======== Приведённый отрывок

Перед нами художественно выполненная социография советской деревни, — писал Н. Замошкин в очерке о Павле Низовом. — Лейтмотивом этих произведений является вражда отцов и детей, как в фамильном, так и социологическом смысле этого понятия[433].
Процитировав из «Очерков народной литературы» (1924) Льва Клейнборта фрагмент автобиографии Низового («Главным учителем моим была и есть книга»), Замошкин резонно говорит не о крестьянских корнях, а о чертах интеллигентского прозелитизма, «новообращенности» бывшего крестьянина в писателя-интеллигента.
Крестьянская тема стала одним из важных, можно сказать, политически актуальных аргументов в полемике перевальцев с лефовцами. Утверждение (и самоутверждение), что Маяковский — выразитель революции и современной эпохи, опровергается, пишет Воронский, полным отсутствием у идеолога «левого марша» крестьянской темы: «…
…Как будто у них нет другой заботы, как думать о меню российского интеллигента. Они и вообще замечательны, эти Маяковские крестьяне […] Какая прелестная идиллия! Какая грандиозная пастораль! О, трижды благословенная оперетка, где Маяковский впервые увидел своих пейзан! Как это возвышает душу, когда вместо подлинной «грубой» деревни, отсталой, бедной, перестраивающейся на ходу, видишь этаких стиль-рюссных любителей словесности[436].

================
======== Исходные данные

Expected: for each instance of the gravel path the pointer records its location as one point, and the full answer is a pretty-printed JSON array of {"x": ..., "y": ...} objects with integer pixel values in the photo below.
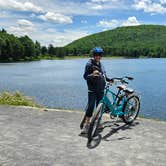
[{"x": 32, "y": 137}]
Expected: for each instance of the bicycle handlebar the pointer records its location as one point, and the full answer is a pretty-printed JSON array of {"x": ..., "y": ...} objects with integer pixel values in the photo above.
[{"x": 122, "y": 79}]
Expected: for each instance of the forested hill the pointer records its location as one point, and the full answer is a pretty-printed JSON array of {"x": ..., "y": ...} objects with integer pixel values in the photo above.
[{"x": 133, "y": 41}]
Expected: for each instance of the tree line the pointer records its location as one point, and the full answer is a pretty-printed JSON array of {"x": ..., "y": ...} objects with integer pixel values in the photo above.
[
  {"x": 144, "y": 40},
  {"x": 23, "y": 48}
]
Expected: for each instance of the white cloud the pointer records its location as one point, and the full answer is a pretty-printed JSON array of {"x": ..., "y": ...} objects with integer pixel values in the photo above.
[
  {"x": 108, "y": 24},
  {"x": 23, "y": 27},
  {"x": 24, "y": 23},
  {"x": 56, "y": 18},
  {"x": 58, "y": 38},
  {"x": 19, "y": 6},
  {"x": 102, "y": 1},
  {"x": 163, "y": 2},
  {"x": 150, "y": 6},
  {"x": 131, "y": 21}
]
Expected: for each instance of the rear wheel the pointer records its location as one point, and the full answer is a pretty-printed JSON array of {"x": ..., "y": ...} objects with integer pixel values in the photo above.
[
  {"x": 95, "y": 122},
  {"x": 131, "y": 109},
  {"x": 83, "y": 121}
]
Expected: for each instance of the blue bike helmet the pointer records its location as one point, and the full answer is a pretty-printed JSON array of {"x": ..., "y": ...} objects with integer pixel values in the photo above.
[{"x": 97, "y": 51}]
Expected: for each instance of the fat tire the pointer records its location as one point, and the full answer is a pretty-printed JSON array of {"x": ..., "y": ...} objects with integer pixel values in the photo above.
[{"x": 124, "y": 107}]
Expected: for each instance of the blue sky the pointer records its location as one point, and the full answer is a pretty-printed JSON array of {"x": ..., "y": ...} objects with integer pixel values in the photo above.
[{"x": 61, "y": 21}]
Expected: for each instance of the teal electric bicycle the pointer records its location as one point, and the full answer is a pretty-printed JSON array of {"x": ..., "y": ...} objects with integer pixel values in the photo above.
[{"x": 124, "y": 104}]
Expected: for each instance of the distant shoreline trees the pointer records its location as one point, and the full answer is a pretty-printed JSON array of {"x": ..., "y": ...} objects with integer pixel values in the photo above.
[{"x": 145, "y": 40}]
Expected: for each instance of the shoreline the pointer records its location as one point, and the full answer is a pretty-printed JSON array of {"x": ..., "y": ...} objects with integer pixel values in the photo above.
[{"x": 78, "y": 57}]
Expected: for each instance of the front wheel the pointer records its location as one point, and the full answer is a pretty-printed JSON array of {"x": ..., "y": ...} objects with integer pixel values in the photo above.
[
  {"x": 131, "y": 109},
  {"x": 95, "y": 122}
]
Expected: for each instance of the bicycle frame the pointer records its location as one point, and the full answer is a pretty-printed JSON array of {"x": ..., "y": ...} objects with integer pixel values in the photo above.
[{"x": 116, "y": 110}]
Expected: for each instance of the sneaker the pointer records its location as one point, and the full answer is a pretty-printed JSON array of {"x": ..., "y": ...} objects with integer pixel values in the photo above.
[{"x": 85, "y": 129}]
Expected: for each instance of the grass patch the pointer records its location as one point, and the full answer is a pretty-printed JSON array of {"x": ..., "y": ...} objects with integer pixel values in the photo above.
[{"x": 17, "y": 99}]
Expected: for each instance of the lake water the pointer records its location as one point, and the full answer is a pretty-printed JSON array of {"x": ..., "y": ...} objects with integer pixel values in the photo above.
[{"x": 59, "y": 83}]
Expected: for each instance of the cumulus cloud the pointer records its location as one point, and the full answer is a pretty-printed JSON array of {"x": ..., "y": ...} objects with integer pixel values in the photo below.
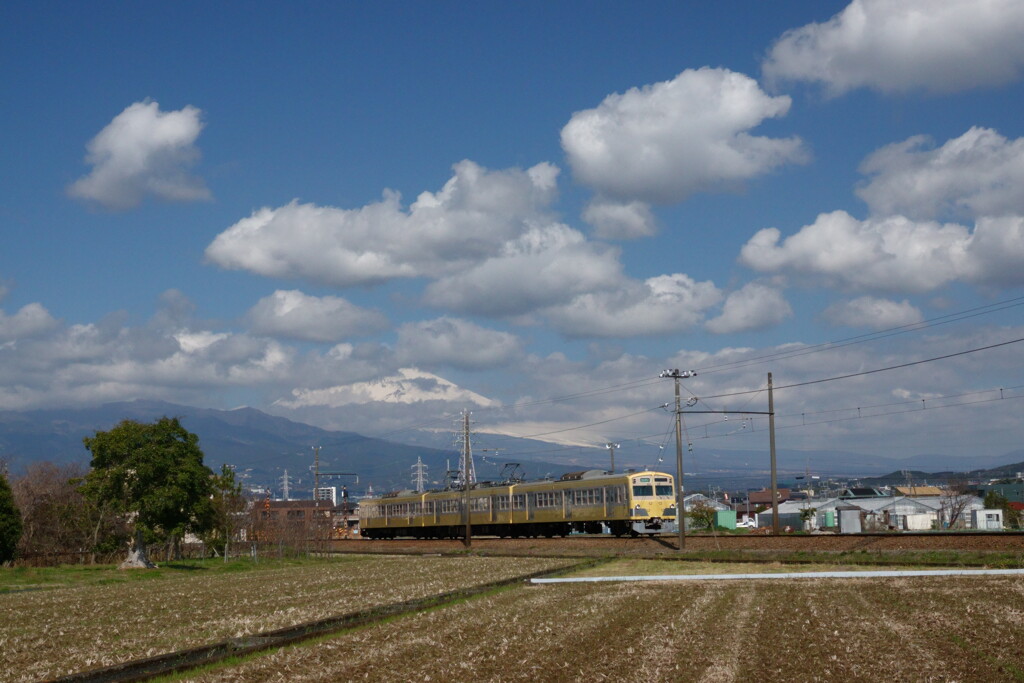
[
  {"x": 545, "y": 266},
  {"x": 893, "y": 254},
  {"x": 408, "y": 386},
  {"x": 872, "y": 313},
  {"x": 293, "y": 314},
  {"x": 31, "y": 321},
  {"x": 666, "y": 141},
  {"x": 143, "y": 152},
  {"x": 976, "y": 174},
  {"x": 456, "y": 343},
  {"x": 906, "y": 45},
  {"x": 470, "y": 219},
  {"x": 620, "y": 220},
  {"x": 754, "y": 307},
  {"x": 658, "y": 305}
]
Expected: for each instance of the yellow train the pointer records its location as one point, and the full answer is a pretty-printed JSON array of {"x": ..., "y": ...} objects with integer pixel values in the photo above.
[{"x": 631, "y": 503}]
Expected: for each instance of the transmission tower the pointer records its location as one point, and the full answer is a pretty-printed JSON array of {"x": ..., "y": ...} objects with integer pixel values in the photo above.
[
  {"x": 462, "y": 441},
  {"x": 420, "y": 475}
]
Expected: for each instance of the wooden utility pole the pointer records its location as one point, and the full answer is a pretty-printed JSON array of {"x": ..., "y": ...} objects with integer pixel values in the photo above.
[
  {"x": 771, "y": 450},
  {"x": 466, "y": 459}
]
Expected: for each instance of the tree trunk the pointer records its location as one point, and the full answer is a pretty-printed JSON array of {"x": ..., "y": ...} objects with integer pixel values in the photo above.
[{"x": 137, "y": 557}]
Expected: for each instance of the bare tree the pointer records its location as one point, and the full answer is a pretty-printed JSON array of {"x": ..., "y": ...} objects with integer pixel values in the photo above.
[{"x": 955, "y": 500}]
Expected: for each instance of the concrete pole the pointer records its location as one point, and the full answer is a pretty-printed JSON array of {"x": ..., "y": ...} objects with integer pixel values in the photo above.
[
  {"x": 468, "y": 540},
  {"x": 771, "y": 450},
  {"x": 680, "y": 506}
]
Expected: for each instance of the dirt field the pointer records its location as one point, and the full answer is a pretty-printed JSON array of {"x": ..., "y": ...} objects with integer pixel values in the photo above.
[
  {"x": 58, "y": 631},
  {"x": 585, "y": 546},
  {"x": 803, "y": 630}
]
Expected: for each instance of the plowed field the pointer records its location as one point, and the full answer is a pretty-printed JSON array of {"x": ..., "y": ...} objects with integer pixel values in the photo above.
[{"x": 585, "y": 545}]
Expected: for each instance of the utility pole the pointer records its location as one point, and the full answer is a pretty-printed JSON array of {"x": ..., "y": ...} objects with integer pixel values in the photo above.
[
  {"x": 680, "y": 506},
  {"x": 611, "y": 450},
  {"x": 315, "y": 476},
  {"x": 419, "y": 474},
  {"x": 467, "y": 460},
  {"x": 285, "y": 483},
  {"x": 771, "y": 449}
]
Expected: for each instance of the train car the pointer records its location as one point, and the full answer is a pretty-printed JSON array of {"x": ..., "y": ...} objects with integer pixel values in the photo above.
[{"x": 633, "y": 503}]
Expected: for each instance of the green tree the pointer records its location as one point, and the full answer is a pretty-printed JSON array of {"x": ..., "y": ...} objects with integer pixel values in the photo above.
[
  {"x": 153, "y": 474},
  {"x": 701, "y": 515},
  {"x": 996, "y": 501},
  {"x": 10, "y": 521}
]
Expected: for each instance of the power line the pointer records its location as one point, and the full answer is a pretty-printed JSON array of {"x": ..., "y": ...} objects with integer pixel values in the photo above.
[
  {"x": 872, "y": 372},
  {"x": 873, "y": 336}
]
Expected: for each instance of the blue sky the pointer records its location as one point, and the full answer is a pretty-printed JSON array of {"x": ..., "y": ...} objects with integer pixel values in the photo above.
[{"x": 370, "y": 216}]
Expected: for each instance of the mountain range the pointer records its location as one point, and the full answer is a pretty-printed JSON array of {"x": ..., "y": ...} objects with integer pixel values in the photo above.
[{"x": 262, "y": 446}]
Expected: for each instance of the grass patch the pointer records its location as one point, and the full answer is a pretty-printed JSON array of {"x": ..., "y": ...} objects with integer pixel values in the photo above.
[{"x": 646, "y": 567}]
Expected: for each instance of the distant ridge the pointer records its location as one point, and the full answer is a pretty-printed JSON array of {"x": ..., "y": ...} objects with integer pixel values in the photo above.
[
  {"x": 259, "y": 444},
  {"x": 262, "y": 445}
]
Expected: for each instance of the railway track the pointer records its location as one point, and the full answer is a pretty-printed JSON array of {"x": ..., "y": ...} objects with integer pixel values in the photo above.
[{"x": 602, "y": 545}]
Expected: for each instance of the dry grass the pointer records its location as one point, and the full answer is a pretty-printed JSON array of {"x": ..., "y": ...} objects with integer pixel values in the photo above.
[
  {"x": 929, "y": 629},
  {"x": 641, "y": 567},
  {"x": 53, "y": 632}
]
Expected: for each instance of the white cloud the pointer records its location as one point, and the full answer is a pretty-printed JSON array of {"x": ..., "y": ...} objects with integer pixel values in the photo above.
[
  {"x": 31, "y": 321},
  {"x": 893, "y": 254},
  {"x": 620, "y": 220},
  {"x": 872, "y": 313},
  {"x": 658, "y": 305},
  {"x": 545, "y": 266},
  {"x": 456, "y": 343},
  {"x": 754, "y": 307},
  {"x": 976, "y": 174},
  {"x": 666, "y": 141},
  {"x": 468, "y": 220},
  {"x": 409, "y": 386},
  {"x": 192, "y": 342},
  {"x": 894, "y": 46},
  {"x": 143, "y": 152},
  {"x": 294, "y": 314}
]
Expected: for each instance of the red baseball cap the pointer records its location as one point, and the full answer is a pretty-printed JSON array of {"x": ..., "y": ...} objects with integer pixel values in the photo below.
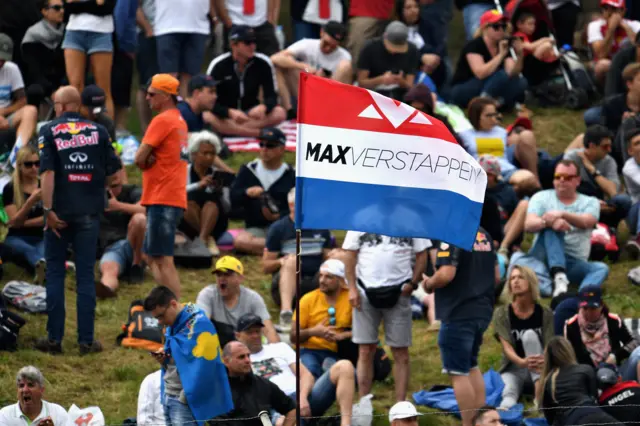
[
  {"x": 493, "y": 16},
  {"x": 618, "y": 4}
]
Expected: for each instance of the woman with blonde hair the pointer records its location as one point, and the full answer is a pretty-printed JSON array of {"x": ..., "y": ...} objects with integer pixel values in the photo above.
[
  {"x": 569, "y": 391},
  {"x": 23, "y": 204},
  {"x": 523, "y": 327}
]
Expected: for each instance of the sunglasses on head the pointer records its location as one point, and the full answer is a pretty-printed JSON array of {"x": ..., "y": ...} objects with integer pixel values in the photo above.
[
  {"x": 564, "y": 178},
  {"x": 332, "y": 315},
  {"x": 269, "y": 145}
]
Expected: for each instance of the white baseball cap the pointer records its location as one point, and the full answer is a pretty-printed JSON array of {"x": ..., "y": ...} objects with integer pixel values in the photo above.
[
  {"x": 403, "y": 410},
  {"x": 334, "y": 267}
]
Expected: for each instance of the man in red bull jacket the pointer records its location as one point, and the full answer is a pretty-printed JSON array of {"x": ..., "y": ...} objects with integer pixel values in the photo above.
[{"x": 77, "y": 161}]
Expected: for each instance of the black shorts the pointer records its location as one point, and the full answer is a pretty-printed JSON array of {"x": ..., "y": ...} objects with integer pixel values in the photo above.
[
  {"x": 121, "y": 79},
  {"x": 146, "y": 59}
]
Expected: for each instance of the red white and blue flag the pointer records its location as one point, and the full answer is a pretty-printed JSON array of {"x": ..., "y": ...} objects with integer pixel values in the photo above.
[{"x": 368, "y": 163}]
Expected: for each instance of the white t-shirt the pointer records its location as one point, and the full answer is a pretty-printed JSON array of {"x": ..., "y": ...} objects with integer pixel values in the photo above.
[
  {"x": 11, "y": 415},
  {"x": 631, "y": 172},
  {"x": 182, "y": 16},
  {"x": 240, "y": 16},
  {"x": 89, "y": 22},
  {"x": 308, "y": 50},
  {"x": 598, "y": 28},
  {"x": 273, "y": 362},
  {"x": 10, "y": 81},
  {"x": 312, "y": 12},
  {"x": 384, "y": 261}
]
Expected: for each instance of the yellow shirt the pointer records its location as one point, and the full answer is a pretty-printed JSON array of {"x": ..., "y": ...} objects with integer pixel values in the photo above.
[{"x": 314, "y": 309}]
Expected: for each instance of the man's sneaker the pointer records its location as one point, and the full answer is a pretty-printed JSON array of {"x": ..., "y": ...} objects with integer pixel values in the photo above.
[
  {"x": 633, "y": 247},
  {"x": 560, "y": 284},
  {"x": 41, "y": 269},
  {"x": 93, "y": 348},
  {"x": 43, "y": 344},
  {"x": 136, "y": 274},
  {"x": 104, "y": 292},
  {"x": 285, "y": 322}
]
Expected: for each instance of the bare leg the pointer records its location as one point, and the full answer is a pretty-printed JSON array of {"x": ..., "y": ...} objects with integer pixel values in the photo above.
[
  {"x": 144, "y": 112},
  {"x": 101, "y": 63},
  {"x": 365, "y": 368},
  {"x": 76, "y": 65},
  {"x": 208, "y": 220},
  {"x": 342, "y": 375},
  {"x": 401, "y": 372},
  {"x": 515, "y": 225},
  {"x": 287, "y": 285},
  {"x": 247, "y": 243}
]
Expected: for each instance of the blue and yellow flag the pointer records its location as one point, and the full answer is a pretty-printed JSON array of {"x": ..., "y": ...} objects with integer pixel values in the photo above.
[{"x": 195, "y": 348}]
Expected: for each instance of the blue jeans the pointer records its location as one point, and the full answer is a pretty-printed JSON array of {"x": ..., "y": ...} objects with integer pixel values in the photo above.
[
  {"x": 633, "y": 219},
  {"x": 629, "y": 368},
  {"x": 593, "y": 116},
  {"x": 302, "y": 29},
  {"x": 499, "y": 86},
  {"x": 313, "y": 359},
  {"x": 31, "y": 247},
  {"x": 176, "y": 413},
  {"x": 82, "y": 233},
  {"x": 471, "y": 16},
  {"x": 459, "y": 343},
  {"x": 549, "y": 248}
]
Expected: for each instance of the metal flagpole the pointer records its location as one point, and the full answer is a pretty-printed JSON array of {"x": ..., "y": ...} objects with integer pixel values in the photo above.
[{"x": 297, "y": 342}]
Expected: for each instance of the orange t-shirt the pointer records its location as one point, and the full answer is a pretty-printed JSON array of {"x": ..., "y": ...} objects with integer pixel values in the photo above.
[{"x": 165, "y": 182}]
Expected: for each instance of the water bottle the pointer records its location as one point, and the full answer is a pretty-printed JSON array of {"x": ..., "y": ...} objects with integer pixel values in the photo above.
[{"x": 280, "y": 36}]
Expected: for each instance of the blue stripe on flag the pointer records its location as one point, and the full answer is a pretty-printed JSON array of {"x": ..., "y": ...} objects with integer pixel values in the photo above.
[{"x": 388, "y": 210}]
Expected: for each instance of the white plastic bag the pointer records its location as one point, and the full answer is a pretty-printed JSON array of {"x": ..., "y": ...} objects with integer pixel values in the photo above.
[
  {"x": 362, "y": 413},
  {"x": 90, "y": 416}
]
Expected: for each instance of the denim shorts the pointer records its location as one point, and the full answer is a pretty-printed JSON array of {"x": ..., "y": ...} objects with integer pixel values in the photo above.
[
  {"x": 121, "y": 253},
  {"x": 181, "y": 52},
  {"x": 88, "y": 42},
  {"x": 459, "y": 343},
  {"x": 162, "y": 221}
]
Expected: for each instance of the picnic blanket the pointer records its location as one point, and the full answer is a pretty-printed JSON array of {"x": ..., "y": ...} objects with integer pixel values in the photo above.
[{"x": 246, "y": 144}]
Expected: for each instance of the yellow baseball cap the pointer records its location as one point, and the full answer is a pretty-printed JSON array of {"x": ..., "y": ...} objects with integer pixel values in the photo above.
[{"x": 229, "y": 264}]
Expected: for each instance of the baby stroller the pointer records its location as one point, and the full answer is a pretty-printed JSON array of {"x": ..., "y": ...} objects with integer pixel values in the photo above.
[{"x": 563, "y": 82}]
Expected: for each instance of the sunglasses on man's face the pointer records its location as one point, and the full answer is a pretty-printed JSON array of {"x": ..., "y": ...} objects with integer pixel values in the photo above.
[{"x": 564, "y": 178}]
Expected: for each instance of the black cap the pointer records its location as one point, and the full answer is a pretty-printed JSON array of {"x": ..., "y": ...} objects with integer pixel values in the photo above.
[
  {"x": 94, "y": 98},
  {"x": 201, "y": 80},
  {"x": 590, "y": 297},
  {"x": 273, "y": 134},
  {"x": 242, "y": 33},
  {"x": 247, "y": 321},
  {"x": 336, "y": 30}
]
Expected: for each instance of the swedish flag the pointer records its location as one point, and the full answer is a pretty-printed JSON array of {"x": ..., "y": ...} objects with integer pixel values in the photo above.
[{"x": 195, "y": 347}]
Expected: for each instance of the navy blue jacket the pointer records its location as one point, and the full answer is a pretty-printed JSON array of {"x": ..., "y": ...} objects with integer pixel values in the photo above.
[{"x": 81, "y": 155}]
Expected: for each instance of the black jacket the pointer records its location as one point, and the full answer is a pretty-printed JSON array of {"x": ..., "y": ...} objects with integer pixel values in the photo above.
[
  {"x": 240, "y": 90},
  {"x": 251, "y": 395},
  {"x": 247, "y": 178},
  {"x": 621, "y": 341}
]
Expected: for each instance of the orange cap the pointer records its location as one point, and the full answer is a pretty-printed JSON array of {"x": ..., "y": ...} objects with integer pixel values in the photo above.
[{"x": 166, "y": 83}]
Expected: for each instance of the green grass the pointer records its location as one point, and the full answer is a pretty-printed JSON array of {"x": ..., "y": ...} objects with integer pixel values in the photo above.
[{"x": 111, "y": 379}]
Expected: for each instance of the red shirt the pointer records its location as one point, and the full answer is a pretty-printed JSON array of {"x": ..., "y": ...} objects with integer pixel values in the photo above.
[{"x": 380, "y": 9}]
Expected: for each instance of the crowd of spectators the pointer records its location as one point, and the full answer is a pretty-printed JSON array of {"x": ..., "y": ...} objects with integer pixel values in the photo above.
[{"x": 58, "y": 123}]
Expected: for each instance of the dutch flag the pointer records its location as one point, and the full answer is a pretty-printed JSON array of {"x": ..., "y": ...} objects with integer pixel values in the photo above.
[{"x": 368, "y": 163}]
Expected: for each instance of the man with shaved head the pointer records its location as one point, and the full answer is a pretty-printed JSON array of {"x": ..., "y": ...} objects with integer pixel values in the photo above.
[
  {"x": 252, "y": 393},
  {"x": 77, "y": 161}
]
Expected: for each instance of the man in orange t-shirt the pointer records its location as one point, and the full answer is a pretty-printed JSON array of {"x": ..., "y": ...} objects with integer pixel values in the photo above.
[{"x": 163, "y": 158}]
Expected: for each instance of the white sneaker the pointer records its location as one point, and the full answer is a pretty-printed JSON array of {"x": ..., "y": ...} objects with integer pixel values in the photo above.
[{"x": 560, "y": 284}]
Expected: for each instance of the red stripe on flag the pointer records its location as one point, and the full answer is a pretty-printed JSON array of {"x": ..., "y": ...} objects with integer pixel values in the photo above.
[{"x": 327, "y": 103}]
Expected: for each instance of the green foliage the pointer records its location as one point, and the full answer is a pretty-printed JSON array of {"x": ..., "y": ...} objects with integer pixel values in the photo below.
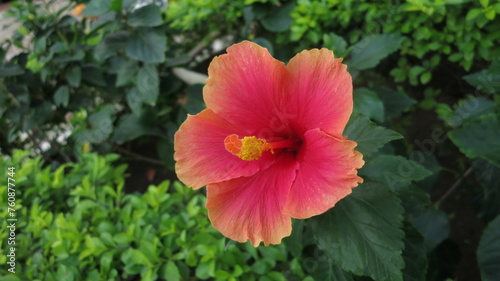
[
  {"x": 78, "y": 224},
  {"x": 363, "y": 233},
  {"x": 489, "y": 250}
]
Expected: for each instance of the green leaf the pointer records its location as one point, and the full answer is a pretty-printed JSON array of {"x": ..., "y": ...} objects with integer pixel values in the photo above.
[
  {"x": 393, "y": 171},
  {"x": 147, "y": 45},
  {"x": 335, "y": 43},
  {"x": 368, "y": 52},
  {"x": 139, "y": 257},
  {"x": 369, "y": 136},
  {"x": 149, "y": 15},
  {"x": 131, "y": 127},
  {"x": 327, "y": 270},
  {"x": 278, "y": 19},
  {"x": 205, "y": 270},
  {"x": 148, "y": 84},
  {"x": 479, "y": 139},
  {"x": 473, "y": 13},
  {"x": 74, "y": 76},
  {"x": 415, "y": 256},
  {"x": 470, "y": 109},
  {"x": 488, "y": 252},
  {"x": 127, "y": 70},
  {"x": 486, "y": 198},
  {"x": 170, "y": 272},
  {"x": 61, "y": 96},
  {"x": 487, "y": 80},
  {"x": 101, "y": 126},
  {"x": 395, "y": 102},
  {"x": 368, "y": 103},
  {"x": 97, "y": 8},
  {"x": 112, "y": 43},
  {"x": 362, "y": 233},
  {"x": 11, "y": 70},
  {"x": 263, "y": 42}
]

================

• [Что нужно сделать]:
Ответьте на вопросы по отрывку.
(а) Что, по словам Замошкина, служит лейтмотивом произведений Павла Низового?
(б) Кого Низовой в автобиографии называет своим главным учителем?
(в) Чем, по Воронскому, опровергается утверждение, что Маяковский — выразитель революции и современной эпохи?

• [Письменное решение]:
(а) Вражда отцов и детей, как в фамильном, так и в социологическом смысле этого понятия.
(б) Книгу.
(в) Полным отсутствием у Маяковского крестьянской темы.